** Opening SOURCE MATERIAL block **

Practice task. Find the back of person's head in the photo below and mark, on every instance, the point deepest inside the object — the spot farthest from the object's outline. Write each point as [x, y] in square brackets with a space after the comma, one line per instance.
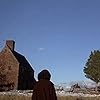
[44, 74]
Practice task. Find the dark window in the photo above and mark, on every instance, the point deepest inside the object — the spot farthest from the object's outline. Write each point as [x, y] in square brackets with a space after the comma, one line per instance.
[9, 67]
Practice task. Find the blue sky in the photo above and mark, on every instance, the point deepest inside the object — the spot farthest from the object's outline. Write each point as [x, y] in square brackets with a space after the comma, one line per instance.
[54, 34]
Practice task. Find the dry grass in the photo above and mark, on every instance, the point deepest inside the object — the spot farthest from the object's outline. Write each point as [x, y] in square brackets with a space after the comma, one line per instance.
[24, 97]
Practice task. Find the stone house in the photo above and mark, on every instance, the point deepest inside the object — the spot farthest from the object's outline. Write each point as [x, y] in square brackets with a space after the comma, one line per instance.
[15, 71]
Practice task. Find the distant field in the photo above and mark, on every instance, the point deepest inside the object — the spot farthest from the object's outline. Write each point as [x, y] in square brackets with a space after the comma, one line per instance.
[28, 97]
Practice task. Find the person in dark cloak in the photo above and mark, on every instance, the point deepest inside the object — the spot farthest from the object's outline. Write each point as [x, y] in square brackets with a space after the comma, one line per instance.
[44, 88]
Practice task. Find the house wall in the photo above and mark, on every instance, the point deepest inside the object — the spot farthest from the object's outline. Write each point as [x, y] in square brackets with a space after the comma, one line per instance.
[9, 67]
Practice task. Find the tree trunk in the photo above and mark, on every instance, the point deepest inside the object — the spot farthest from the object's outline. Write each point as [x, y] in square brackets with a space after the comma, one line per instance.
[96, 88]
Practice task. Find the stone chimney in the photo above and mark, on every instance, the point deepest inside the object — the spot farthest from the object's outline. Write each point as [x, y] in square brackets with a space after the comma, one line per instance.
[10, 44]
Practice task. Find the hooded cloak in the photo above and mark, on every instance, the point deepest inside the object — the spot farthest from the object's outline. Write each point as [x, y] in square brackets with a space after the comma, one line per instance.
[44, 88]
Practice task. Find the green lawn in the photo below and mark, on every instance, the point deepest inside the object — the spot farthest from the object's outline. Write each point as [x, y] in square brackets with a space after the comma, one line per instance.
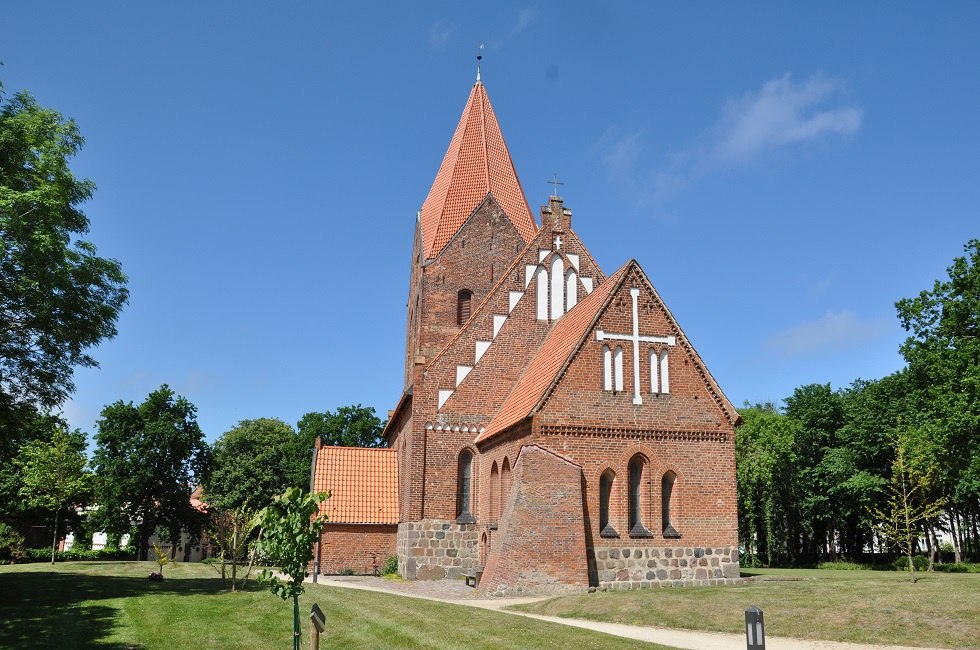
[940, 610]
[112, 605]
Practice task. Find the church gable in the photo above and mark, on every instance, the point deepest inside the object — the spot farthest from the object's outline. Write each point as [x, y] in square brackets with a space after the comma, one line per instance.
[543, 283]
[636, 369]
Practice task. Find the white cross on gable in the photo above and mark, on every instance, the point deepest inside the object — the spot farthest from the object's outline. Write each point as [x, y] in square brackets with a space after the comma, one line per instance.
[636, 339]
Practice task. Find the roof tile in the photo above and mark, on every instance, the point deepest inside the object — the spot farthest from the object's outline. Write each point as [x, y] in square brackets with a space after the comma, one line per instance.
[363, 484]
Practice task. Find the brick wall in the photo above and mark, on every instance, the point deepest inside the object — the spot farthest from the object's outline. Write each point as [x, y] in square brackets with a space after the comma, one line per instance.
[540, 544]
[355, 546]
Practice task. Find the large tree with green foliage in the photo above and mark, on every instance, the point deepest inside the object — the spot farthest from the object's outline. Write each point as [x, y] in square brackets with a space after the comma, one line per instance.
[291, 526]
[254, 462]
[348, 426]
[53, 475]
[58, 298]
[147, 461]
[943, 355]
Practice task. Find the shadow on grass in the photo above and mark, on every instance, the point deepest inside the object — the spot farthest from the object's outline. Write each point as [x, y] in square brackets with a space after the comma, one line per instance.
[56, 610]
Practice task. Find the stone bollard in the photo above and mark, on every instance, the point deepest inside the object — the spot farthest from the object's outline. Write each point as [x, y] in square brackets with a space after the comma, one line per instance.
[755, 629]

** Closing SOURCE MATERIAL block **

The records above are to be quoted exactly, with all pictures left out.

## TASK RESPONSE
Practice task. Find the back of person's head in the photo below and mark, on every instance, the point deepest inside the object — the spot farthest from the object's outline. Write each point as [x, y] in square brackets with a space after the comma, one line per instance.
[44, 74]
Practice task. Find the dark window in the photo above and mark, on every instance, the point deepest inside the object — the spot farthest from the object's outline. Write each point as [x, y] in square brackets with a space after the comma, one line per instance.
[9, 67]
Practice task. Find the blue sky in the photo above and mark, on every instance, the point deepest inside the object — the spot farthest from the object's outline. Write each point as [x, y] in square brackets with a space after the comma, one line per instance.
[54, 34]
Practice task. Find the dry grass in the photo above and mark, on every instance, the point deepest inside the object — the spot farthest from the object's outline. Write each point as [x, y] in square brackets with a space after the comma, one line per instance.
[24, 97]
Practice task. Find the stone house in the photo above and mark, on every instance, the point deepest inside the object — the spot farthest from the object's outline. Write each point as [x, y] in square brackets with a space after the comma, one line per instance.
[15, 71]
Practice task. Find the distant field in the photo above and mark, on every instance, the point deepest inside the object — the spot farthest from the object's outline. Write each point as [x, y] in square brackets with a space after the comma, one line per instance.
[28, 97]
Practice task. Find the person in dark cloak in the photo above and mark, on every instance, the point deepest inside the object — the spot farthest from the object's outline. Write each point as [x, y] in square brackets with a space after the comma, one line per instance.
[44, 88]
Practice task. Find the house wall in the photo above and mark, on every instance, the point deepest inside the object — the spot farthest from the object's outline. Write each point as [x, y] in square brackets with a space after the comma, one line per instance.
[9, 67]
Practice task. Find the tree trunk in the photo above and mark, on every instance, the point deepest inside the object — the spot farthest from the object's outline. Write each point as [x, y] in square brackets with a space after the comma, one line per instance.
[96, 88]
Practice task. Find the stone chimney in the photo above and mark, on every instance, the point deepest inside the object — the spot farthest from the object's outline. Write each point as [x, y] in square brackets with a space after the comma, one line per instance.
[10, 44]
Practice task. Find the hooded cloak in the photo above and mark, on every instance, the point deepest inside the object — the spot farthest from the object's outline. Write each point as [x, y] in square brackets with a space after the comma, one line per instance.
[44, 88]
Practice task. Find the green lawn in the photo below and mark, on every instance, the point deepest inside the object — the spot farthest from the object's outline. Write each point as [x, y] in square brackets with a space after the comma, one line per instance.
[940, 610]
[112, 605]
Practice task. Find the church gable in the photo above and mark, on every instance, the point deepest inside the object — the spot farthest from the object's outline. Write each point as [x, y] in square brackets with a space after the comma, one line per instance.
[543, 283]
[636, 369]
Practice task. Find the white cross on gable in the photo above and mark, on every instance, the point deepest inside the object — the spot farthest from the object's outline. Write each point as [x, y] in square brackets with a space after the comma, one line per instance.
[636, 339]
Practice task. Find the roof tile in the photo above and mark, on every instance, the point deepest inside the object — the spot farthest from the object's outline. Write each point as [x, y] in square brackets with a space after the comma, one line per instance.
[363, 484]
Practice task. Find the brick wall in the photo above and mark, on every instance, the point deepest inside the object — the spot farthest from the object's outline. Write each point as [x, y] in square brackets with a space after the comma, one line per instance.
[540, 544]
[355, 546]
Practice task. Find the large tree with green foliage in the photo above and mark, on every instance, the point deepest inside the object — the spot farthest from the object's outline. Write each point as [x, y] in square brackets with a space after the comma, one line per instance.
[291, 526]
[254, 462]
[348, 426]
[53, 475]
[58, 298]
[147, 461]
[943, 355]
Practice task. Find the shadow on grass in the photo above and mark, on every instance, the point deepest inside the object — the spot farthest from the object's outline. Write each point as [x, y] in square brackets with a space after the comma, one line per instance.
[56, 610]
Practice task. Find the stone bollard in the photo above and mark, on every instance, the point deepest inside the object — the spot farthest from the object's outline. Write each point as [x, y] in square brackets with a space after the comma, one line per instance.
[755, 629]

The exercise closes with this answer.